◆ EXERCICES:
A) Résumez en deux phrases l'annonce de parution des entretiens d'André du Bouchet.
B) Dans l'annonce de parution des entretiens d'André du Bouchet, relevez toutes les émissions de France Culture citées par leur nom.
C) D'après l'annonce de parution des entretiens d'André du Bouchet, combien de pages compte le livre ?

Édition
Nouvelle parution
A. du Bouchet, Entretiens avec Alain Veinstein

A. du Bouchet, Entretiens avec Alain Veinstein

Publié le par Emilien Sermier

André du Bouchet

Entretiens avec Alain Veinstein

Editions L'Atelier Contemporain, 2016

Date de publication : 18 janvier 2016

Format : 14 x 22 cm

Poids : 270 gr.

Nombre de pages : 128

ISBN : 979-10-92444-32-2

Prix : 20 €

 

Présentation de l'éditeur:
Ce recueil des entretiens qu’André du Bouchet donna à Alain Veinstein, de 1979 à 2000, le dernier ayant été enregistré quelques mois avant sa mort, eurent pour destination (à l’exception de deux d’entre eux publiés dans « L’Autre journal » et « Libération ») différentes émissions de France Culture : « Les Nuits magnétiques », « Poésie ininterrompue », « Surpris par la nuit », « Du jour au lendemain »… C’est ici pour la première fois que nous donnons leur retranscription.

André du Bouchet parlait avec Alain Veinstein sans souci des circonstances particulières de l’enregistrement – reconnaissable entre toutes, les lecteurs peuvent aujourd’hui retrouver sa voix.

 

Extraits

À quoi cela a-t-il tenu que vous écriviez ?

J’ai toujours écrit, pris des notes sans finalité sur des carnets que j’avais sur moi. C’était une sorte de journal auquel je ne me reportais pas nécessairement : beaucoup de ces carnets ont été perdus. Parfois, quelque chose se précipitait ou se cristallisait et devenait matériau premier d’un poème.

Le français est votre langue maternelle, mais pas, je crois, une langue originelle.

Nous vivons à une époque où ce qui est originel est très brouillé, où la langue elle-même est attaquée : une époque de dislocation de la langue. Or, la langue ne relève pas de notre choix personnel, c’est notre point de départ, le matériau dont nous disposons, et il y a un mouvement qu’il s’agit de renverser : ne pas aller dans le fil de ce qui se détruit à chaque instant sous nos yeux, mais, tenant compte de ce qui est détruit, tâcher dans l’instant de renverser le mouvement et d’édifier quelque chose. Mais édifier n’est pas exactement le mot qui convient, parce qu’encore une fois, je ne vois pas la finalité de ce que je fais. J’aurais peine à justifier de mon activité d’écrivain.

◆ DONNÉES AFFICHÉES:
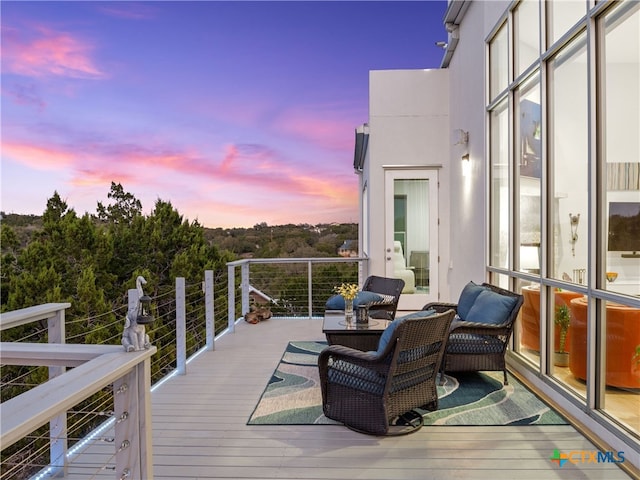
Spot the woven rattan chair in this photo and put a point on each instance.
(477, 347)
(385, 286)
(367, 390)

◆ CORRIGÉ:
A) L'annonce présente la parution, le 18 janvier 2016 aux éditions L'Atelier Contemporain, d'un recueil des entretiens qu'André du Bouchet donna à Alain Veinstein de 1979 à 2000, la plupart destinés à des émissions de France Culture. Ces entretiens y sont retranscrits pour la première fois, et les extraits donnés montrent du Bouchet parler de ses carnets de notes et de la langue.

B) « Les Nuits magnétiques », « Poésie ininterrompue », « Surpris par la nuit », « Du jour au lendemain »

C) 128 pages.